THE TASK: Each of the following records is to be printed verbatim.

Dataset entries
--- START ---

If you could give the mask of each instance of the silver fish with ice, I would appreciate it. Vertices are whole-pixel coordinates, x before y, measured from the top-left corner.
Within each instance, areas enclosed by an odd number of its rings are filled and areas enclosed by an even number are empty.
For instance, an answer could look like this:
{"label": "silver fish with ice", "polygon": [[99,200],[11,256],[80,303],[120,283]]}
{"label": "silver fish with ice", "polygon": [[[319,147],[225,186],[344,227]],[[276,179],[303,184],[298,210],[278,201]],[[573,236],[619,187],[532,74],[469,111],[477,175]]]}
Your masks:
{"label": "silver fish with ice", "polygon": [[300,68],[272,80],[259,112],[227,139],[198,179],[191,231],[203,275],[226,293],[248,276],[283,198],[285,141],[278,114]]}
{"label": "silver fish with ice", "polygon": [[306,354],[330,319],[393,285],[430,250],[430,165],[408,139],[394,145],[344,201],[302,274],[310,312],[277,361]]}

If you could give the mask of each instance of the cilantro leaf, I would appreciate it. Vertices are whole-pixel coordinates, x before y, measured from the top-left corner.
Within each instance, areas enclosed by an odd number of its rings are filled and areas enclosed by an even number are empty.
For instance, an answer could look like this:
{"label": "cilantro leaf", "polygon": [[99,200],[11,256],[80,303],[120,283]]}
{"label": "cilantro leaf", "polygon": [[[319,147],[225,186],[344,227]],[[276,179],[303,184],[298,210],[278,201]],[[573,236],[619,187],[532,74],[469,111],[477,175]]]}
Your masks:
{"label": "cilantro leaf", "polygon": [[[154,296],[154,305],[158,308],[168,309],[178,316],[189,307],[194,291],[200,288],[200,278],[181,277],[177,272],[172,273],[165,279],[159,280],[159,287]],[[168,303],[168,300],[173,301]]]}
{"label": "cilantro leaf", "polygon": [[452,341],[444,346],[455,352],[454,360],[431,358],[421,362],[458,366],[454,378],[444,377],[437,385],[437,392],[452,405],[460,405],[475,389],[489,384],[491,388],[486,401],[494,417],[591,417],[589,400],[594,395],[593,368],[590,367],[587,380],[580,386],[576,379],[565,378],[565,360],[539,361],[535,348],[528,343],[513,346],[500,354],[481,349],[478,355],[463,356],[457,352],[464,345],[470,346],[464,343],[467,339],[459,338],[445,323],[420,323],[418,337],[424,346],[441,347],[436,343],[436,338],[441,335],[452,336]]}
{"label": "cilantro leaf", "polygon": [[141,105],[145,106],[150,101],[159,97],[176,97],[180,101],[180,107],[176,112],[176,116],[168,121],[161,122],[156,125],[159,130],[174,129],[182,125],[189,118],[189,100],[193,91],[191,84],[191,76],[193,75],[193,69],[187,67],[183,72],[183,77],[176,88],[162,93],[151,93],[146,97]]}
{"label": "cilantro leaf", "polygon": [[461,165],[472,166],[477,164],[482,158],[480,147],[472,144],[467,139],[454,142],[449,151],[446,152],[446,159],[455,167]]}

--- END ---

ANSWER TO THE PROBLEM:
If you could give the mask of each instance of the silver fish with ice, I would appreciate it. Vertices are whole-pixel coordinates, x before y, measured from the top-left corner.
Within each instance, areas enclosed by an odd number of its rings are filled and areas enclosed by an even number are empty.
For instance, an answer could look like this:
{"label": "silver fish with ice", "polygon": [[99,200],[11,256],[80,303],[120,283]]}
{"label": "silver fish with ice", "polygon": [[[319,147],[225,186],[344,227]],[[276,179],[303,184],[298,210],[278,201]],[[573,236],[619,187],[532,74],[469,111],[477,175]]]}
Your masks:
{"label": "silver fish with ice", "polygon": [[300,68],[272,80],[259,112],[227,139],[198,179],[191,231],[203,275],[226,293],[248,276],[283,198],[285,141],[278,114]]}
{"label": "silver fish with ice", "polygon": [[306,354],[330,319],[393,285],[430,250],[430,165],[408,139],[394,145],[344,201],[302,274],[310,312],[277,361]]}

If you could give the mask of each instance of the cilantro leaf, I would appreciate it. Vertices are whole-pixel coordinates, x before y, measured from the top-left corner.
Within each instance, areas enclosed by an odd number of its rings are filled and areas enclosed by an even number are empty.
For instance, an answer could look like this:
{"label": "cilantro leaf", "polygon": [[99,200],[11,256],[80,303],[120,283]]}
{"label": "cilantro leaf", "polygon": [[[319,147],[225,186],[344,227]],[[276,179],[303,184],[298,210],[278,201]],[[573,236],[619,187],[532,74],[469,111],[477,175]]]}
Your masks:
{"label": "cilantro leaf", "polygon": [[[154,296],[154,305],[158,308],[168,309],[178,316],[189,307],[194,291],[200,288],[200,278],[181,277],[177,272],[172,273],[165,279],[159,280],[159,287]],[[168,303],[168,300],[173,301]]]}
{"label": "cilantro leaf", "polygon": [[452,341],[444,346],[455,352],[454,360],[431,358],[421,362],[458,366],[454,378],[444,377],[437,385],[437,392],[452,405],[460,405],[475,389],[489,384],[491,388],[486,401],[494,417],[591,417],[589,400],[594,395],[593,368],[590,367],[587,380],[580,386],[576,379],[565,378],[565,360],[539,361],[535,348],[528,343],[513,346],[500,354],[481,349],[478,355],[463,356],[457,352],[464,345],[470,346],[464,343],[467,339],[459,338],[445,323],[420,323],[418,337],[424,346],[441,347],[436,343],[436,338],[441,335],[452,336]]}
{"label": "cilantro leaf", "polygon": [[141,105],[145,106],[150,101],[159,97],[176,97],[180,101],[180,107],[176,112],[176,116],[168,121],[161,122],[156,125],[159,130],[174,129],[182,125],[189,118],[189,100],[193,91],[191,84],[191,76],[193,75],[193,69],[187,67],[183,72],[183,77],[176,88],[162,93],[151,93],[146,97]]}
{"label": "cilantro leaf", "polygon": [[461,165],[472,166],[477,164],[482,158],[480,147],[472,144],[467,139],[454,142],[449,151],[446,152],[446,159],[455,167]]}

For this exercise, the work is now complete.